Tasks:
[1] In the passage about Chris McCandless, how many weeks after he entered the bush was his body found?
[2] Count the lines of the records that contain the word "beach", and reply with the number alone.

*** Provided passage

Chris McCandless loved the road, the unadorned life, the Tolstoyan call to asceticism. After graduating college, he took off on another of his long destinationless journeys, this time cutting all contact with his family and changing his name to Alex Supertramp. He was a gent of strong opinions, and he shared them with those he met: "You must lose your inclination for monotonous security and adopt a helter-skelter style of life''; "be nomadic.'' Ultimately, in 1992, his terms got him into mortal trouble when he ran up against something—the Alaskan wild—that didn't give a hoot about Supertramp's worldview; his decomposed corpse was found 16 weeks after he entered the bush. Many people felt McCandless was just a hubris-laden jerk with a death wish (he had discarded his map before going into the wild and brought no food but a bag of rice). Krakauer thought not. Admitting an interest that bordered on obsession, he dug deep into McCandless's life. He found a willful, reckless, moody boyhood; an ugly little secret that sundered the relationship between father and son; a moral absolutism that agitated the young man's soul and drove him to extremes; but he was no more a nutcase than other pilgrims. Writing in supple, electric prose, Krakauer tries to make sense of McCandless (while scrupulously avoiding off-the-rack psychoanalysis): his risky behavior and the rites associated with it, his asceticism, his love of wide open spaces, the flights of his soul.

******
*** Task input

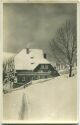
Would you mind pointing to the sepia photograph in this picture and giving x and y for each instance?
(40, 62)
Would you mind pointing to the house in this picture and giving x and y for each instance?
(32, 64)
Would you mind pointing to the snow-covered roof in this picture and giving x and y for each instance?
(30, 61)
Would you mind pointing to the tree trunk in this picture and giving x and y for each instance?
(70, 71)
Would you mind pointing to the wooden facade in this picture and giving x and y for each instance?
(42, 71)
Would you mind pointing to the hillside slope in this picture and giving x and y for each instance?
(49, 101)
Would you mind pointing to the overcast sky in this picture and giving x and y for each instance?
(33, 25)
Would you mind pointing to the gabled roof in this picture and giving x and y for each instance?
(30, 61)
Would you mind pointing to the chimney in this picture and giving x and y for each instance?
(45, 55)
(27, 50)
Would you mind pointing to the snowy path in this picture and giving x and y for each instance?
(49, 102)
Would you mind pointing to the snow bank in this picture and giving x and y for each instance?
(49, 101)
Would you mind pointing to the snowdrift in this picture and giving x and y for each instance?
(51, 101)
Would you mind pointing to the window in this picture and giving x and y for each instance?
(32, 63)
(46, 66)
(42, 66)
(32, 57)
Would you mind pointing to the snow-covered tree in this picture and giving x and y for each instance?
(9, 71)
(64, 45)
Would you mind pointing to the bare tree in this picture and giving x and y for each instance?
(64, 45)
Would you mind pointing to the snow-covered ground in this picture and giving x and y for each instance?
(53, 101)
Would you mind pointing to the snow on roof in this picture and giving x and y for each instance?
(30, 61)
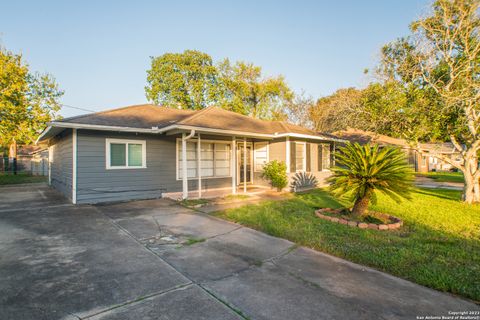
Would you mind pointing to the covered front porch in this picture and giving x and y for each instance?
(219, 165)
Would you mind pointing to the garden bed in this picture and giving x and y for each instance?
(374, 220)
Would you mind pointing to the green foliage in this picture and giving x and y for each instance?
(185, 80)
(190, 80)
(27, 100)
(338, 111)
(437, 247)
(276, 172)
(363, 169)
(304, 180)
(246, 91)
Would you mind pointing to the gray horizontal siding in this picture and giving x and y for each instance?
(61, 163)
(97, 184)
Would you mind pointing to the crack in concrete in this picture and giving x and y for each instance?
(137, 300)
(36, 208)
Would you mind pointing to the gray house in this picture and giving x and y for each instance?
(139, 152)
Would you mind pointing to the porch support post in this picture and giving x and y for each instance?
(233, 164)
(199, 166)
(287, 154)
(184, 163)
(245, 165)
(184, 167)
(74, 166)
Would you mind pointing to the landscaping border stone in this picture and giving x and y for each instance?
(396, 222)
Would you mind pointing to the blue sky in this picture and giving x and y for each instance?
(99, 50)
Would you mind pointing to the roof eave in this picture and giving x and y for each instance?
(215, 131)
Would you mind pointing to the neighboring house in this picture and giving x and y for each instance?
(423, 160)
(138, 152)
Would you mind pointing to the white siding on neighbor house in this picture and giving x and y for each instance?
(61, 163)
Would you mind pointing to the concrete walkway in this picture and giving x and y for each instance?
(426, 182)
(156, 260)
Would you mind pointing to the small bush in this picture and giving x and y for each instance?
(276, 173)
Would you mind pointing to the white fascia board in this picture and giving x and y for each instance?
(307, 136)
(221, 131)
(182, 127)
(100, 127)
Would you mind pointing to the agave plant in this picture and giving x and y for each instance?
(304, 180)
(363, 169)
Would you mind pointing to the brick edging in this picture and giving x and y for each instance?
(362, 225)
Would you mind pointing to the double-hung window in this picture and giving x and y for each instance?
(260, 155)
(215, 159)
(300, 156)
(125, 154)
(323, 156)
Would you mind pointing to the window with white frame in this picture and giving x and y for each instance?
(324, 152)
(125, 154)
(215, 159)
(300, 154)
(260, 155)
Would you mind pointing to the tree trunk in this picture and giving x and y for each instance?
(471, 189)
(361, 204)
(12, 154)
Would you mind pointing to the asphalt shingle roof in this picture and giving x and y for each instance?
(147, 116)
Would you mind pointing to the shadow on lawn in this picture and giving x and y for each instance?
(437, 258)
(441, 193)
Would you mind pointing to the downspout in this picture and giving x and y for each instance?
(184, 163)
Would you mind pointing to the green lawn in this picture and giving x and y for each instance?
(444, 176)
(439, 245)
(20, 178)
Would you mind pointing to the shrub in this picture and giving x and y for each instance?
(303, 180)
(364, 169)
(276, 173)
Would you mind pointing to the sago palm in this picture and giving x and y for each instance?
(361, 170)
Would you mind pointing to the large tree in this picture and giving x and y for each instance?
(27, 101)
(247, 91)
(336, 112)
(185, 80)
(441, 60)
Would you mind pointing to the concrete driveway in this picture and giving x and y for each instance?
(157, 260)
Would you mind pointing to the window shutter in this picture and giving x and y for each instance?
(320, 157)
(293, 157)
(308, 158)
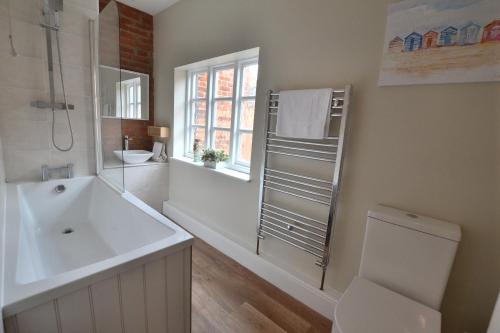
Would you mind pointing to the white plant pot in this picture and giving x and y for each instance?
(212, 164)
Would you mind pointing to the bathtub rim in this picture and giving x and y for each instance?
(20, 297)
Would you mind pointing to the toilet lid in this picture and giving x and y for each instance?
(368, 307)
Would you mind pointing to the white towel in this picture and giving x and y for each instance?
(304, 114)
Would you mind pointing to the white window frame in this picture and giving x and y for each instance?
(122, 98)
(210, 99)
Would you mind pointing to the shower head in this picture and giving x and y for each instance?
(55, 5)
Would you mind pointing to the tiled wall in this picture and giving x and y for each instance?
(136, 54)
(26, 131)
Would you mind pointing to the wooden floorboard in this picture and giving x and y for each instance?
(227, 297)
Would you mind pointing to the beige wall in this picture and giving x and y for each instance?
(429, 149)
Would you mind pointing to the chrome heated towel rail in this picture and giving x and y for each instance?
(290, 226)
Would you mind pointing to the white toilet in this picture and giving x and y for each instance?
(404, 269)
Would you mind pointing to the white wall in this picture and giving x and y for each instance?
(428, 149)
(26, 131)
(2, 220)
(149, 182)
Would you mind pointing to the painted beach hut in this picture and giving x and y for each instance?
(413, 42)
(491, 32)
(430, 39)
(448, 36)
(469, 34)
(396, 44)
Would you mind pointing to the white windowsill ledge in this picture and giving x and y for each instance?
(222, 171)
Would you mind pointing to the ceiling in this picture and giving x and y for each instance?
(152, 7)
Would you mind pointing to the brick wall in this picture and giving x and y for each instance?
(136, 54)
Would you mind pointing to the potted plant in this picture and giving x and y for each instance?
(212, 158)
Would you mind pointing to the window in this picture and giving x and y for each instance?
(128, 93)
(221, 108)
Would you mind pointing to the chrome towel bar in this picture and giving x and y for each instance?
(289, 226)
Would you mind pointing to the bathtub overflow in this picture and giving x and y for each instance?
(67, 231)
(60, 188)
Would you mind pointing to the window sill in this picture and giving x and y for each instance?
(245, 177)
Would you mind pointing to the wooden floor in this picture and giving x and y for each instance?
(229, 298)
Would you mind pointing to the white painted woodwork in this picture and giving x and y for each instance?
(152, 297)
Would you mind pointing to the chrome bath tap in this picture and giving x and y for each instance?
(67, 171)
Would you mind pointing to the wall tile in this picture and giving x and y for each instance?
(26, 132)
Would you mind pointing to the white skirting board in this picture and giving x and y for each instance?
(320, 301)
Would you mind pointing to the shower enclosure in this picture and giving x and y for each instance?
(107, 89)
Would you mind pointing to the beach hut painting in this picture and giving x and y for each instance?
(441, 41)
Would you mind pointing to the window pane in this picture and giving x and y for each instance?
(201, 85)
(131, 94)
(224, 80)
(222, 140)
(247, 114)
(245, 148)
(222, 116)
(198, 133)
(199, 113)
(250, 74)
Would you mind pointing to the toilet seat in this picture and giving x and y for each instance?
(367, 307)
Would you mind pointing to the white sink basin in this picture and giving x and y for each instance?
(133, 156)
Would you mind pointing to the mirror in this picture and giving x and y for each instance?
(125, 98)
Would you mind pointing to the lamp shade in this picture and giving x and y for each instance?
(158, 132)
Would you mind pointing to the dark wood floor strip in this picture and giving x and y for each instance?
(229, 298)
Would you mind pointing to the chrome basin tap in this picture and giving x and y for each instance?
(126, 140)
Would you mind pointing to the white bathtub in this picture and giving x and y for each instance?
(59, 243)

******

Answers provided:
[1] His body was found 16 weeks after he entered the bush.

[2] 2